PROBLEM TO SOLVE – Locate every line in the listing that contains the word "blue" and copy each of those lines.
[Start DATA TO USE]
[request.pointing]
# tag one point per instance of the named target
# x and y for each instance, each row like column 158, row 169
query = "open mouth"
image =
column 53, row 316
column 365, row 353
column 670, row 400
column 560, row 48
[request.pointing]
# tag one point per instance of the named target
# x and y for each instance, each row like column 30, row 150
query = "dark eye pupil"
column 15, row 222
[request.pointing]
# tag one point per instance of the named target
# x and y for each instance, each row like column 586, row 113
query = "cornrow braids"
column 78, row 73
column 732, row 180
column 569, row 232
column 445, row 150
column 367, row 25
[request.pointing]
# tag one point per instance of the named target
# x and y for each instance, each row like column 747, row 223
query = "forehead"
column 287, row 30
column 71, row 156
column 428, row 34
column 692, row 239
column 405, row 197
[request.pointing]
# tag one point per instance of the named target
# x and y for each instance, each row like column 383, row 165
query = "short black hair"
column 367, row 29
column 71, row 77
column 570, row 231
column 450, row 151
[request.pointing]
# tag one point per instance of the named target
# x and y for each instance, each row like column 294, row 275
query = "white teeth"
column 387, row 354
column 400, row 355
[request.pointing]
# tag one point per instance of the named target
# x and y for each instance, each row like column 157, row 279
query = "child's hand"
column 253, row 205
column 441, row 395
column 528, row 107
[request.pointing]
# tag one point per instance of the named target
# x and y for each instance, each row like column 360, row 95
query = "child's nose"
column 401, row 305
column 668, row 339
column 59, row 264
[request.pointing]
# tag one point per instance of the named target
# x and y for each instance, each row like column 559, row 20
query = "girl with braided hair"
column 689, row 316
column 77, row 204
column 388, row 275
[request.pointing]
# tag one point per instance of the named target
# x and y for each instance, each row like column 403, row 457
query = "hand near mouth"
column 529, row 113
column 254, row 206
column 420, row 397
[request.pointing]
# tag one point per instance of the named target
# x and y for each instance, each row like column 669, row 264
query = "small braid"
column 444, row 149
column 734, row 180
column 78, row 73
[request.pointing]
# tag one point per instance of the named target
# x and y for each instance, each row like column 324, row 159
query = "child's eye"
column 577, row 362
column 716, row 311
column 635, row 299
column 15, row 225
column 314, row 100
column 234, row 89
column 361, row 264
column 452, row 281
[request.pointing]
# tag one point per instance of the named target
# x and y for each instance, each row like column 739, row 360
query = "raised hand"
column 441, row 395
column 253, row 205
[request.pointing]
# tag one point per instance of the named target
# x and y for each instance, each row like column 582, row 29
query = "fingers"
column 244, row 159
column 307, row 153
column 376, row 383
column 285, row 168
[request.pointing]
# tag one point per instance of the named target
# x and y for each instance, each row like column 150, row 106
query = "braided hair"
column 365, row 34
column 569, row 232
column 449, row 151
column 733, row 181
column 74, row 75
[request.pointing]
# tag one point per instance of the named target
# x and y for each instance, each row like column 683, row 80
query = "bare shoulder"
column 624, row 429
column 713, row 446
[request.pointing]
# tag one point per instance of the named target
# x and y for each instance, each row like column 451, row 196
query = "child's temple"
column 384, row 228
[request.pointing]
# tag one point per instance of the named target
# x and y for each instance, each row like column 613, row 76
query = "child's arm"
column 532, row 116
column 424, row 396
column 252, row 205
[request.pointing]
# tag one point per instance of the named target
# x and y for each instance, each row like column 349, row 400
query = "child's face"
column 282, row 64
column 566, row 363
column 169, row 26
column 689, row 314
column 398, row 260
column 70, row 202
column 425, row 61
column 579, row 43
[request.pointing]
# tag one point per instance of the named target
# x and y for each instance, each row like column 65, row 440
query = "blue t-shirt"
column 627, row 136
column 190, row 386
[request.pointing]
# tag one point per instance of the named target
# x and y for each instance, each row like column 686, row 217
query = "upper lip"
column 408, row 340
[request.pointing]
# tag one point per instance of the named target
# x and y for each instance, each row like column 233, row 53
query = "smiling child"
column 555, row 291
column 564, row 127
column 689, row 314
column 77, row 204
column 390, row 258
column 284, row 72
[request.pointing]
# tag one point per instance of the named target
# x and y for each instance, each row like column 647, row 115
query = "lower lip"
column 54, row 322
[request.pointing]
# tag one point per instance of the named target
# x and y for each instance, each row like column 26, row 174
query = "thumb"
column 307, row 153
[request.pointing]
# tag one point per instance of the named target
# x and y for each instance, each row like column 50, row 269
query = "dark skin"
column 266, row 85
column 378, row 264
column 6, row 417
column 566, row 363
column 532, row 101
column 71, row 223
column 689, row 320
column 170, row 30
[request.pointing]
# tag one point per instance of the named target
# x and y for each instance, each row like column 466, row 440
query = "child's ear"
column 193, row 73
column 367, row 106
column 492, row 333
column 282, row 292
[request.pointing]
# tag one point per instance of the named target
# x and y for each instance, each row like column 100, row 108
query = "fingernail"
[End DATA TO USE]
[Start DATA TO USE]
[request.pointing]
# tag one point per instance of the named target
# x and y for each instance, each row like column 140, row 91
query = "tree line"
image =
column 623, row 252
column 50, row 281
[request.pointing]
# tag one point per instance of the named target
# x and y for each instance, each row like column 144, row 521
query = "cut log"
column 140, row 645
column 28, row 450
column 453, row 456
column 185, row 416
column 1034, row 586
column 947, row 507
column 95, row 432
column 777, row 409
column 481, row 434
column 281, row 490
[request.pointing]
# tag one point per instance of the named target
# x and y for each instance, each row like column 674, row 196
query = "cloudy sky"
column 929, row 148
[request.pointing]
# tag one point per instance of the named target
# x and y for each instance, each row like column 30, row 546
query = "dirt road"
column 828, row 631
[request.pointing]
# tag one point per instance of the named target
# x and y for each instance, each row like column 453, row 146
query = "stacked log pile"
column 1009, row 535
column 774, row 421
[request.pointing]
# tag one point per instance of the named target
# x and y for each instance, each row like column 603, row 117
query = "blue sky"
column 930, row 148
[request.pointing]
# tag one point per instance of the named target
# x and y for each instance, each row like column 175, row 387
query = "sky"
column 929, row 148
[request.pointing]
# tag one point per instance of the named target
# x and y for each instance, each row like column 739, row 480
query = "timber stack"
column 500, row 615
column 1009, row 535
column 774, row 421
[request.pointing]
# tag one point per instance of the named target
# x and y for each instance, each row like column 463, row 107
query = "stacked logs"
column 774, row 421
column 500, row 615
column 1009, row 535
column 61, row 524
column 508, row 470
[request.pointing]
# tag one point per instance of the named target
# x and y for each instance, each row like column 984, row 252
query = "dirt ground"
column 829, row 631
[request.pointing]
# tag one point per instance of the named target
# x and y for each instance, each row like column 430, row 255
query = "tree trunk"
[End DATA TO USE]
[Start DATA TO USE]
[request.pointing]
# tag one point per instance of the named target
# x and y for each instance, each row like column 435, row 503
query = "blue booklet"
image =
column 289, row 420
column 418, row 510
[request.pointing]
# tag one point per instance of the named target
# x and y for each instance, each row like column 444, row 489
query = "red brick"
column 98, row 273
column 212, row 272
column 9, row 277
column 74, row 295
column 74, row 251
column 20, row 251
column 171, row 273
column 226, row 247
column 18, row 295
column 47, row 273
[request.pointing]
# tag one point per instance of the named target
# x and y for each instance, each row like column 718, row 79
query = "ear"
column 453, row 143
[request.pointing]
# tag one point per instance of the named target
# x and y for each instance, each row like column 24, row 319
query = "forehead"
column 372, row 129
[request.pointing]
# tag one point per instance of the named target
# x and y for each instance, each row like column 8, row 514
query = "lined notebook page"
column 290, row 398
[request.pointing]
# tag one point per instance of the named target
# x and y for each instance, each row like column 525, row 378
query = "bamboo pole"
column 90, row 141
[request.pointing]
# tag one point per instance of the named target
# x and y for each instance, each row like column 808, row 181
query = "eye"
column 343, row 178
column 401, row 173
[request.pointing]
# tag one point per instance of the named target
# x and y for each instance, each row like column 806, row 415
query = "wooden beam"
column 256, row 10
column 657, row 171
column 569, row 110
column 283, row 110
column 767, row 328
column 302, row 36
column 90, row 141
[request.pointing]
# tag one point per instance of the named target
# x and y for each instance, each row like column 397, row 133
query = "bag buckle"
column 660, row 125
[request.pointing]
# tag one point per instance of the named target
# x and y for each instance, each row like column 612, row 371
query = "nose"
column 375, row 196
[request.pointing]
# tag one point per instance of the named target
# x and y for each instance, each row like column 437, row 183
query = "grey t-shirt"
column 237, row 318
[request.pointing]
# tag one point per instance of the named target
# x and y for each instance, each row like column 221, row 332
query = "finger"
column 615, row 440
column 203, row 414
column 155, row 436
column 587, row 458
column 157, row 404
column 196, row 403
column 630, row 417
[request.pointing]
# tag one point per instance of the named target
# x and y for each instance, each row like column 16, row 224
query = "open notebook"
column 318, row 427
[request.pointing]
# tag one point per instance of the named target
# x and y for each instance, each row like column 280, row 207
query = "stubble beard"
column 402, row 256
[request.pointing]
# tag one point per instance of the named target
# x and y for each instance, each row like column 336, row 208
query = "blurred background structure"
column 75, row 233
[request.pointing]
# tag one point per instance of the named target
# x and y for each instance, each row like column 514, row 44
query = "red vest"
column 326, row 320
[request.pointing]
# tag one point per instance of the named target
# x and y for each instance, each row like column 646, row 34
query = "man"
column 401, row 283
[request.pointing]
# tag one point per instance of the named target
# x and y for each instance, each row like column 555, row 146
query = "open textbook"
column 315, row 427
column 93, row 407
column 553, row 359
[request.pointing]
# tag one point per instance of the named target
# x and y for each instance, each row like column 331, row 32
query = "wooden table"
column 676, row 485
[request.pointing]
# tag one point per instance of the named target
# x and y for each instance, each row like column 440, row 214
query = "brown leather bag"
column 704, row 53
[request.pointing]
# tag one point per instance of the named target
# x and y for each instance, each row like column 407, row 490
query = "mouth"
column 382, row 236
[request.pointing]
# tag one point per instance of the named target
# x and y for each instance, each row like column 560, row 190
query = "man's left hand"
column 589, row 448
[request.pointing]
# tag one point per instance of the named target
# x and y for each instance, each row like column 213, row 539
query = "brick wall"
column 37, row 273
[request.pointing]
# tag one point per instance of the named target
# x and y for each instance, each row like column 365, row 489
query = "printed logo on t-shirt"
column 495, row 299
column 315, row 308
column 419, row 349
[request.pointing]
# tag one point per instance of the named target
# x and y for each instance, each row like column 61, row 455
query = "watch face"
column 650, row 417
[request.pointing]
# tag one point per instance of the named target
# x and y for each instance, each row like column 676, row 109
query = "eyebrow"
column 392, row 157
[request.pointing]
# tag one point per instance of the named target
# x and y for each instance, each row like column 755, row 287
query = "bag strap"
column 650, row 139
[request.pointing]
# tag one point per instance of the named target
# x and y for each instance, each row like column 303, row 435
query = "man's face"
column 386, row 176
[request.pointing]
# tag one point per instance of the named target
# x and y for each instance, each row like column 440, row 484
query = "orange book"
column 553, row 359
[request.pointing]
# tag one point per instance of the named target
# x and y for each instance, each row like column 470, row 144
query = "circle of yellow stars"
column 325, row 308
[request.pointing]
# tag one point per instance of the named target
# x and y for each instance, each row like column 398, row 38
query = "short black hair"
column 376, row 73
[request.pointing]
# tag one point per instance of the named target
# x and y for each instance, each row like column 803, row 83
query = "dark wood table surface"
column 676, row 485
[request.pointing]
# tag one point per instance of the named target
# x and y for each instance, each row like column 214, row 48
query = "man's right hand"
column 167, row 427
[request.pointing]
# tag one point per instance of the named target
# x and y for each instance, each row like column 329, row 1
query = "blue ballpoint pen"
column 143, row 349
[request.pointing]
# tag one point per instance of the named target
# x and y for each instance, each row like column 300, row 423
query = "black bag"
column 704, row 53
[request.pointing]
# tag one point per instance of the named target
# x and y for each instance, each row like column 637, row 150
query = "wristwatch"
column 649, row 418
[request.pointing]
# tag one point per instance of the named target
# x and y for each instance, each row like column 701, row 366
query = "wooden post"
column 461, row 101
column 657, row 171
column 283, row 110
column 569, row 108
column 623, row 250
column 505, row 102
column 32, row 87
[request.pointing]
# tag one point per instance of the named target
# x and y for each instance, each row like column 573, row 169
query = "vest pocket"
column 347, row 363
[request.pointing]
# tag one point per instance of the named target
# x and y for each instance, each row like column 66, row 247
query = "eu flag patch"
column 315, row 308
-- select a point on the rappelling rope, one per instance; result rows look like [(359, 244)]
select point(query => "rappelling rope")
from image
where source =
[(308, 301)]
[End DATA TO USE]
THE RESULT –
query = "blue t-shirt"
query = "blue sky"
query = "blue booklet"
query = "blue ballpoint pen"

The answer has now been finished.